**元の文章**
• • • •

事業経営はルービックキューブと似ていると思うことがよくあります。短期目標と長期目標、収益、ファイナンス、税務会計、投下資本と回収、営業、運営、エンジニアリング、人材、販管費と変動費、顧客層と評判、単価と稼働率、市場環境などの多面体をバランスよく組み合わせて、もっとも大きな企業価値に導くイメージです。難しさでありおもしろさは、パズルの一面を動かすと必ずその他の面にも何らかの影響を与えるため、パズル全体の立体的なイメージを常に捉えながら経営に当る必要があるという点です。例えばどんな優れた企画を導入しても、見事な改装投資をしても、バランスが崩れると思うように効果(収益)が現れません。

ボルネオ島のお話
労働集約的サービス業で売上高利益率の低いホテルなどの業態では個別の経営判断の可否よりも全体のバランスを保つほうが企業価値に与える影響が特に大きく、個別の「正しい」経営判断の集積が必ずしも企業価値の最大化をもたらさないという性質が顕著ではないかと思います。この点は重要度の割にはあまり一般的な認識になっていないと以前から感じていて、この重要性のイメージをうまく伝える表現方法はないものかと考えていたところ、ドネラ・メドウズ+デニス・メドウズ著「地球のなおし方」という本(すばらしい本です!)の中でいいお話を見つけましたので引用します。1950年代のボルネオ島で実際にあった話だそうです。

• • • •

**やること**
経営とルービックキューブについての文章を、最初から最後まで一字も変えずに打ち直してください。 この文章だけをもとに取り組んでください。

**手元の資料**

• • • •

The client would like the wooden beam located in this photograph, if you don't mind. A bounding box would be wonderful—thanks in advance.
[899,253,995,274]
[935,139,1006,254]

• • • •

**回答**
事業経営はルービックキューブと似ていると思うことがよくあります。短期目標と長期目標、収益、ファイナンス、税務会計、投下資本と回収、営業、運営、エンジニアリング、人材、販管費と変動費、顧客層と評判、単価と稼働率、市場環境などの多面体をバランスよく組み合わせて、もっとも大きな企業価値に導くイメージです。難しさでありおもしろさは、パズルの一面を動かすと必ずその他の面にも何らかの影響を与えるため、パズル全体の立体的なイメージを常に捉えながら経営に当る必要があるという点です。例えばどんな優れた企画を導入しても、見事な改装投資をしても、バランスが崩れると思うように効果(収益)が現れません。

ボルネオ島のお話
労働集約的サービス業で売上高利益率の低いホテルなどの業態では個別の経営判断の可否よりも全体のバランスを保つほうが企業価値に与える影響が特に大きく、個別の「正しい」経営判断の集積が必ずしも企業価値の最大化をもたらさないという性質が顕著ではないかと思います。この点は重要度の割にはあまり一般的な認識になっていないと以前から感じていて、この重要性のイメージをうまく伝える表現方法はないものかと考えていたところ、ドネラ・メドウズ+デニス・メドウズ著「地球のなおし方」という本(すばらしい本です!)の中でいいお話を見つけましたので引用します。1950年代のボルネオ島で実際にあった話だそうです。